### What you will do
Pull out each line of the records that contains the string "socks". Matches must have the same case.

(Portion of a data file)
____

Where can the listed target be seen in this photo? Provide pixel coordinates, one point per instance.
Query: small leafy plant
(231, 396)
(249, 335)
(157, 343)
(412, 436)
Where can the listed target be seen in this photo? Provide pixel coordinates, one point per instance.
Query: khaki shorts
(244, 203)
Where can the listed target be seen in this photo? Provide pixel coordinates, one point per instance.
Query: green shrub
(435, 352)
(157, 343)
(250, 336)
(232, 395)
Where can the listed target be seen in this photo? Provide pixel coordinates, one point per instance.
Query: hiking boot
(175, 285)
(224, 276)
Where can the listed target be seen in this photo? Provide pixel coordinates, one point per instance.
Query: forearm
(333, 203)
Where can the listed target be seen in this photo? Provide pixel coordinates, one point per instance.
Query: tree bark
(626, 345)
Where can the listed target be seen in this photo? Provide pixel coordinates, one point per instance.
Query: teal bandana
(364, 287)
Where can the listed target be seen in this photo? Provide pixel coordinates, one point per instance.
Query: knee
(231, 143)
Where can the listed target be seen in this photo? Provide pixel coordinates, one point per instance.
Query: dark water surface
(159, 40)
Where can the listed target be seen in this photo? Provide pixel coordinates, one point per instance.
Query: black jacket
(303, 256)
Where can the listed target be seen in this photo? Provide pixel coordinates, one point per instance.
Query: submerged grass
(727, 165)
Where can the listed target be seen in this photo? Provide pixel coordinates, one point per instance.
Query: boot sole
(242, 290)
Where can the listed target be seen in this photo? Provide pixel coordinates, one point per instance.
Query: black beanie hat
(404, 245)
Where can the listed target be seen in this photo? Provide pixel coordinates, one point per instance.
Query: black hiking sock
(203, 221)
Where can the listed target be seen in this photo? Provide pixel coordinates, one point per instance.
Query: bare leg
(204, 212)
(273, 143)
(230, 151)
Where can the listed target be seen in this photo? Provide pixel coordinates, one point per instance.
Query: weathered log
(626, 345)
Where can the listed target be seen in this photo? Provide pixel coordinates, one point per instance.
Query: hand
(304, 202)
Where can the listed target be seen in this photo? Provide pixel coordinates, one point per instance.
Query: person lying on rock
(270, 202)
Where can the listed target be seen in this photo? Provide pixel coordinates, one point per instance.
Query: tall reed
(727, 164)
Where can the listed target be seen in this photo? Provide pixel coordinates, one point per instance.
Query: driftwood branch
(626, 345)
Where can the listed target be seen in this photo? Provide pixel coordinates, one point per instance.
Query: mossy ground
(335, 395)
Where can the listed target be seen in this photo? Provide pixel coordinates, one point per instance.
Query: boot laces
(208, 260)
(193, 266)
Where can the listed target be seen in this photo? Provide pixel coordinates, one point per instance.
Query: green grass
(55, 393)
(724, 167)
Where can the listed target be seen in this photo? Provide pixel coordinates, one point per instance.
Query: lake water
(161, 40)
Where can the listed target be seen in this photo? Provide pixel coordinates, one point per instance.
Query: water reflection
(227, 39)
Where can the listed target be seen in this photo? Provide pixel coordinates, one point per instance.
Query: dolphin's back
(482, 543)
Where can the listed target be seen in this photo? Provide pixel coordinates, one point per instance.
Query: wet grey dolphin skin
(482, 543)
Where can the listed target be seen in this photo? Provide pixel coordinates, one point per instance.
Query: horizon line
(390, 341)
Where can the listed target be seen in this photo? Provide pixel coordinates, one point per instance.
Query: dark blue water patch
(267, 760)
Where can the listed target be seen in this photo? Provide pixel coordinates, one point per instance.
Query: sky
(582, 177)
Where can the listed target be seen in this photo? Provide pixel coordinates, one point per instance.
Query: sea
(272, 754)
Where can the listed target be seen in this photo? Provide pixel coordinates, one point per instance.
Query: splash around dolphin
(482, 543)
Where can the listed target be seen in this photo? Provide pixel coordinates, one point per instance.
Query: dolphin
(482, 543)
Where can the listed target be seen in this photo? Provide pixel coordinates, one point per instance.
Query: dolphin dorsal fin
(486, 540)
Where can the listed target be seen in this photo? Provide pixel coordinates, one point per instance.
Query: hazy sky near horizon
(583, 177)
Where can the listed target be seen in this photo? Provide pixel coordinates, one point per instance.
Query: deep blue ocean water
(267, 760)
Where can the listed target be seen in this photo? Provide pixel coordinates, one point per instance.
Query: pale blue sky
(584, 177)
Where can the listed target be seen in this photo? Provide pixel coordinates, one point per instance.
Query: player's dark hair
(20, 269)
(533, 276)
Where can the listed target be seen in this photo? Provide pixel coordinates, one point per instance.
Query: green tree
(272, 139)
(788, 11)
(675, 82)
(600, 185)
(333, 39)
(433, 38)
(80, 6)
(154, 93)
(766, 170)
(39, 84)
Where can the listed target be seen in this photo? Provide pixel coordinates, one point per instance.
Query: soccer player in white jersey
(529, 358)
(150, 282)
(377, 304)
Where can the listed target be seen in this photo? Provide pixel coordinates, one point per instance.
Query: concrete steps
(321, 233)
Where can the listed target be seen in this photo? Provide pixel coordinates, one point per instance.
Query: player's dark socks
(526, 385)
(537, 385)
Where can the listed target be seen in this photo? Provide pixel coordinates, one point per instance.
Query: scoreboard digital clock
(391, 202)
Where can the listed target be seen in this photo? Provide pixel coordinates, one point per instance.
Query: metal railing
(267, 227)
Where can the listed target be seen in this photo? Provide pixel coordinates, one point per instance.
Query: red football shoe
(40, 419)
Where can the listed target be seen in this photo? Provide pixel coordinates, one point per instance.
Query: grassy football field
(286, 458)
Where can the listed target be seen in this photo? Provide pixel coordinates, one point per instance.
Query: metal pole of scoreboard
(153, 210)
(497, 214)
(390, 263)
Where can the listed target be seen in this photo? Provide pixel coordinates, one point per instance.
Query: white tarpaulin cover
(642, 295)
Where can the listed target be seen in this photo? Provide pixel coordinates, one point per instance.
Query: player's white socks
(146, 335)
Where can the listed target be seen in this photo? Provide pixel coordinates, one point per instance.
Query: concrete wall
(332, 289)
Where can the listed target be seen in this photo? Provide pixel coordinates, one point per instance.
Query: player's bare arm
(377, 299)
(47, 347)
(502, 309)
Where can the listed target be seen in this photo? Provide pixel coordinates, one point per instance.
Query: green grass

____

### Expected output
Query: player's dark socks
Query: player's white socks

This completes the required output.